Exercise objective: Starting at the line that contains "Where can you see the metal", print every remaining line of the entries, unchanged, and output nothing more.

Information provided:
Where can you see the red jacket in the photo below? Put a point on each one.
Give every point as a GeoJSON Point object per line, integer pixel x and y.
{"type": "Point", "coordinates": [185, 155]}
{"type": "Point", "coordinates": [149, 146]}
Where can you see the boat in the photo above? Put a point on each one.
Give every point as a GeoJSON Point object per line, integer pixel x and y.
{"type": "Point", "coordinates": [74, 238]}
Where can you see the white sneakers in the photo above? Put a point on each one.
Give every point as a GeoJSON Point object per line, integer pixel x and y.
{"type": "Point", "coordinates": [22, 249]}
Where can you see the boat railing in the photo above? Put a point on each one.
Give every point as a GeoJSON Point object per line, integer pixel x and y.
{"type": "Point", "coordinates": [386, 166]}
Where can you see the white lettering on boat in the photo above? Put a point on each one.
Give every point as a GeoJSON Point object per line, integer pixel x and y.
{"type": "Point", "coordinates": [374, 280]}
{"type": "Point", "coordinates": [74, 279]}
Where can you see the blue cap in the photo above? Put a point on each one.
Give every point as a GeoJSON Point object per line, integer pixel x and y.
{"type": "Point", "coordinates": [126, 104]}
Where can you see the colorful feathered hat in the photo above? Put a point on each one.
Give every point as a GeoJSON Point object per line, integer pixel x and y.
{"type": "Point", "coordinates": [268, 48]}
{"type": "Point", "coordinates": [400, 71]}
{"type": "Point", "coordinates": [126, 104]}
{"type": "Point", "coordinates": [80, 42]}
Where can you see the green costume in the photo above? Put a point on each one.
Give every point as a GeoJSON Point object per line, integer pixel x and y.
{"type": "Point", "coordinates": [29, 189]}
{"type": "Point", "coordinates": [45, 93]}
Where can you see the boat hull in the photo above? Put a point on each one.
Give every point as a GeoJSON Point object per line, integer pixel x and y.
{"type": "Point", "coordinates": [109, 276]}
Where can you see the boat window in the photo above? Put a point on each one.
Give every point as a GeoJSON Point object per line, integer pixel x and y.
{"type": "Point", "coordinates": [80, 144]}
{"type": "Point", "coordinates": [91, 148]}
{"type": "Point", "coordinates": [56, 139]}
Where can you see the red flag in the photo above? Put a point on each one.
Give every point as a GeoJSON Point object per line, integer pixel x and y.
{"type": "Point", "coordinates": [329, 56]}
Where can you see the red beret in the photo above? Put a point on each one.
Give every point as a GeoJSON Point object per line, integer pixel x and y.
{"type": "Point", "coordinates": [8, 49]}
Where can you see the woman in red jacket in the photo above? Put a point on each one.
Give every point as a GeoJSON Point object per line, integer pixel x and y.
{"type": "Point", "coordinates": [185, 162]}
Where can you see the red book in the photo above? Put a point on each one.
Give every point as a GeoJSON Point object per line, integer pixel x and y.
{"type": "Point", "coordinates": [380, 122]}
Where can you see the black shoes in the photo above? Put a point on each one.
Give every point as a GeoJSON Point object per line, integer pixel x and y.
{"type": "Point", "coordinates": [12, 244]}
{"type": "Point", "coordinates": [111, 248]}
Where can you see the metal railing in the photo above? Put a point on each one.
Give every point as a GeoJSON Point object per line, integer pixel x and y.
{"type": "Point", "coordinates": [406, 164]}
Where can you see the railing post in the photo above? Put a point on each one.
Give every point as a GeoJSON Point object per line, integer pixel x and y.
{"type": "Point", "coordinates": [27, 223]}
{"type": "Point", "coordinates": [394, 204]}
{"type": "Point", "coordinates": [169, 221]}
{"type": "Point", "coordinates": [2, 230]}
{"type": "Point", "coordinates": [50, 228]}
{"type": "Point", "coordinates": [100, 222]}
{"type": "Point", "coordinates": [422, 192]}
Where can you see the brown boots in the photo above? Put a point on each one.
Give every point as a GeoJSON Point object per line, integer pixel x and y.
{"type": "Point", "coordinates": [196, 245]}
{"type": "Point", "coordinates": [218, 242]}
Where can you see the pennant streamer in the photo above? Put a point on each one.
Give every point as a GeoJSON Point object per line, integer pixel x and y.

Output for this exercise:
Where can you see the metal railing in the photo above? Put a point on each one.
Give every point as a GeoJSON Point object per line, integer pixel x and y.
{"type": "Point", "coordinates": [406, 164]}
Where can you see the railing post in the photo above? Put a point on each one.
Give every point as a GeoJSON Point object per line, integer pixel x and y.
{"type": "Point", "coordinates": [27, 223]}
{"type": "Point", "coordinates": [394, 204]}
{"type": "Point", "coordinates": [169, 221]}
{"type": "Point", "coordinates": [2, 230]}
{"type": "Point", "coordinates": [50, 228]}
{"type": "Point", "coordinates": [100, 222]}
{"type": "Point", "coordinates": [422, 192]}
Where can you see the brown boots in the photo above? Put a point on each one.
Give every point as a GeoJSON Point object per line, integer pixel x and y.
{"type": "Point", "coordinates": [196, 245]}
{"type": "Point", "coordinates": [218, 242]}
Where can you see the pennant streamer in the photo above? Put a point on each one.
Give every point as a GeoJSON Point object per line, integer pixel x and y.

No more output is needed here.